#### Set exercise 1
Copy everything from "At the start" down to "the long run." in the passage on digital platform evolution below.
#### Set exercise 2
Proceed with the passage on digital platform evolution below, picking up right after its final sentence.

#### Provided passage
------------------------------------------------------------------------
At the start of the third decade of this century, the evolution of digital platforms and the platform economy has attracted increasing scholarly attention. In previous years, the emergence and diffusion of a new business model associated with “an intermediary owning a digital exchange platform or marketplace” (Ertz et al., 2019, p. 30) focused the interest of researchers to describe the different forms of this business model, its technical, commercial, social and legal facets. At the same time, the study of the internal logic of the development of digital platforms during the 2010s remained a marginal area in the academic literature. Few studies have focused on the evolutionary dynamics of individual platforms as ecosystems (Tiwana et al., 2010; Basole and Karla, 2011). De Reuver et al. (2018) noted a lack of understanding of platform dynamics in the long run.

By 2022, more than two decades of digital platforms have accumulated enough material to create holistic models of their evolution. Montealegre and Iyengar (2021) develop a framework for understanding the evolution of digital platforms through the lens of ambidexterity, which refers to the organization's ability to balance renewal (exploration) and refinement (exploitation) simultaneously over time. This framework presents three phases of a digital platform evolution: initiating, developing, and growing. Sun and Ertz (2021) explore the internal structure and growth mechanism of a transportation platform from a systemic perspective. Su and Liu (2021) offer a broader view of the development stages of the e-commerce platform in China through the lens of introducing technologies such as big data, cloud computing, and algorithms. However, the paper is rather descriptive and does not offer a model capable of explaining the evolutionary logic described.
------------------------------------------------------------------------
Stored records
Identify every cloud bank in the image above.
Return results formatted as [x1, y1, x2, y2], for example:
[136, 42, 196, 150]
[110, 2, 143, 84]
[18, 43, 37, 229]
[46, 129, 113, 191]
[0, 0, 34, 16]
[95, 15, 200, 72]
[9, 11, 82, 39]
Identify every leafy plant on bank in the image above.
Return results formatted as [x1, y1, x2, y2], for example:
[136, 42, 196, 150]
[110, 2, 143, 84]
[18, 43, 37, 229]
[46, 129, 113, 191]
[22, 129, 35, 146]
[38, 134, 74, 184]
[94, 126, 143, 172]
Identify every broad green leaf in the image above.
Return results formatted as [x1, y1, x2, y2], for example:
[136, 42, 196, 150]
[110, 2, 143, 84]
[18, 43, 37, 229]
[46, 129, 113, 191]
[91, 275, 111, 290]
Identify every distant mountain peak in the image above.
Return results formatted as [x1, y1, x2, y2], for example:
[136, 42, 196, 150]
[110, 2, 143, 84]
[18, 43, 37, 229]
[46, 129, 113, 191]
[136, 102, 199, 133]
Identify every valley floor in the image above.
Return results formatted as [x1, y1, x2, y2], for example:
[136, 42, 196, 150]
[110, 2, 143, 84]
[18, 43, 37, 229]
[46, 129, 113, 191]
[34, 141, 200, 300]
------------------------------------------------------------------------
#### Written answer 1
At the start of the third decade of this century, the evolution of digital platforms and the platform economy has attracted increasing scholarly attention. In previous years, the emergence and diffusion of a new business model associated with “an intermediary owning a digital exchange platform or marketplace” (Ertz et al., 2019, p. 30) focused the interest of researchers to describe the different forms of this business model, its technical, commercial, social and legal facets. At the same time, the study of the internal logic of the development of digital platforms during the 2010s remained a marginal area in the academic literature. Few studies have focused on the evolutionary dynamics of individual platforms as ecosystems (Tiwana et al., 2010; Basole and Karla, 2011). De Reuver et al. (2018) noted a lack of understanding of platform dynamics in the long run.

#### Written answer 2
Meanwhile, the technological context of the deployment of the platform economy and e-commerce, epitomized in the concepts of digital transformation and the transit from Industry 3.0 (I3.0) to Industry 4.0 (I4.0), encourages the consideration of the platform economy as a whole within global processes of technological and organizational drift. The platform economy as one of the offspring of the digital revolution or its phase (Kenney and Zysman, 2018) can be seen as part of the process of digital transformation of business and societal life. Therefore, it makes sense to consider the evolution of the platform economy through the framework of the global digital transformation.

However, this framework faces significant theoretical constraints. First, considering the evolution of the platform economy in the context of digital transformation requires a solid theory or model of digital transformation itself as an evolutionary process. Today, however, the theory of digital transformation is in its primary formative stage and needs to be refined. Secondly, in the third decade of the 21st century, digital transformation is associated with the spread of a new generation of digital technologies united under the label of I4.0, but so far, the conceptual links between the concepts of digital transformation and I4.0 have not been revealed in the academic literature.

Furthermore: the concepts of digital transformation and I4.0 problematize each other. Digital transformation has its origins in I3.0, which has also been identified with “the digital revolution” (Hermann et al., 2016), and this raises the question of the qualitative difference between the new digital technologies that allow the boundary between I3.0 and I4.0 to be drawn. I4.0 may be identified with digital transformation and digitalization (Tinmaz, 2020). This approach ignores the fact that the digital revolution that launched the digital transformation began in I3.0. Digital transformation can be seen as a process that combines I3.0 and I4.0 (digital transformation = I3.0+I4.0). Then the legitimate question arises whether it is easier to talk about stages of digital transformation rather than a new type of industry. Digital transformation can be considered a set of technologies (and models of their application in the industry) necessary to transition from I3.0 to I4.0 (Adeyeri, 2018). Then I4.0 = I3.0+digital transformation. This then begs the question of the relationship between digital transformation and the digital revolution that began amid in I3.0 (VINT, 2014): if the rapid spread of digital technologies from the early 1990s to the late 2010s was not digital transformation, then what was it?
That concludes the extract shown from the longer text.